Description of the task ::
Your task is to print all of the data word for word.

>> BEGIN Exercise input

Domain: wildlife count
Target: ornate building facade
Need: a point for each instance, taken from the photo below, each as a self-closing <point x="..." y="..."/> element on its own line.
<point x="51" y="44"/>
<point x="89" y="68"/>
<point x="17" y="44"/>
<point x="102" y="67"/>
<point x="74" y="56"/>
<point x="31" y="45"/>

>> END Exercise input

Written response ::
Domain: wildlife count
Target: ornate building facade
Need: a point for each instance, taken from the photo below, each as a self-closing <point x="..." y="..."/> element on its own line.
<point x="51" y="44"/>
<point x="89" y="68"/>
<point x="17" y="44"/>
<point x="102" y="67"/>
<point x="74" y="56"/>
<point x="31" y="45"/>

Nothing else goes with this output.